== Article ==
****************************************
Or, Franquelin devient véritablement un professionnel et certains principes qui lui sont chers s’exprimeront tout au long de ses cartes comme des traits qui lui sont propres. Avec ses fréquents voyages entre la Nouvelle-France et la France, graduellement, mais indéniablement il acquiert un perfectionnement digne des maîtres dans l’art.

Dès lors, il dut brider son goût pour les illustrations, suivre les règles cartographiques développées en France par le géographe Nicolas Sanson et par ses successeurs dans la mouvance de l’Académie royale des Sciences, créée en 1666. Sous le couvert d’un discours qui se voulait de plus en plus scientifique, les cartes commençaient alors à laisser de moins en moins de place à l’illustration et au décor qui informaient à leur manière sur les régions lointaines. Les scènes amérindiennes furent déplacées à la périphérie, où elles ne purent interférer avec le tracé géographique.[25]

Néanmoins, on aurait tort de catégoriser complètement Franquelin dans l’unique jalon des cartographes de cabinet. Ne serait-ce qu’en 1686, il accompagne l’Intendant Jacques De Meulles dans son voyage en Acadie pour tracer le terrain. On détient d’ailleurs la preuve qu’il a été envoyé à Boston en 1697, incognito, pour y dresser des représentations diverses dans le but d’une éventuelle attaque[26]. Tout comme Frontenac l’aurait mandaté pour faire de même avec les villes de Manhate et d’Orange quelque part entre 1689 et 1692[27].
****************************************
== Liste des enregistrements ==

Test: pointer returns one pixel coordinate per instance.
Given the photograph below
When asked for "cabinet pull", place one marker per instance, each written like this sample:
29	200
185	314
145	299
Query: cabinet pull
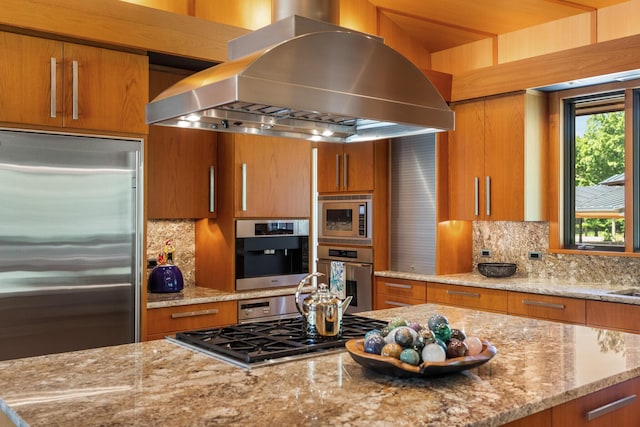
610	407
53	88
345	167
194	313
476	200
244	187
212	186
543	304
337	171
74	110
398	285
488	194
463	293
397	304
****************************************
== Consigne ==
Recopiez à l'identique le passage du texte sur le cartographe Franquelin, en commençant aux mots « Néanmoins, on aurait » et en vous arrêtant après « 1689 et 1692[27]. ».

== Résultat de l'exercice ==
Néanmoins, on aurait tort de catégoriser complètement Franquelin dans l’unique jalon des cartographes de cabinet. Ne serait-ce qu’en 1686, il accompagne l’Intendant Jacques De Meulles dans son voyage en Acadie pour tracer le terrain. On détient d’ailleurs la preuve qu’il a été envoyé à Boston en 1697, incognito, pour y dresser des représentations diverses dans le but d’une éventuelle attaque[26]. Tout comme Frontenac l’aurait mandaté pour faire de même avec les villes de Manhate et d’Orange quelque part entre 1689 et 1692[27].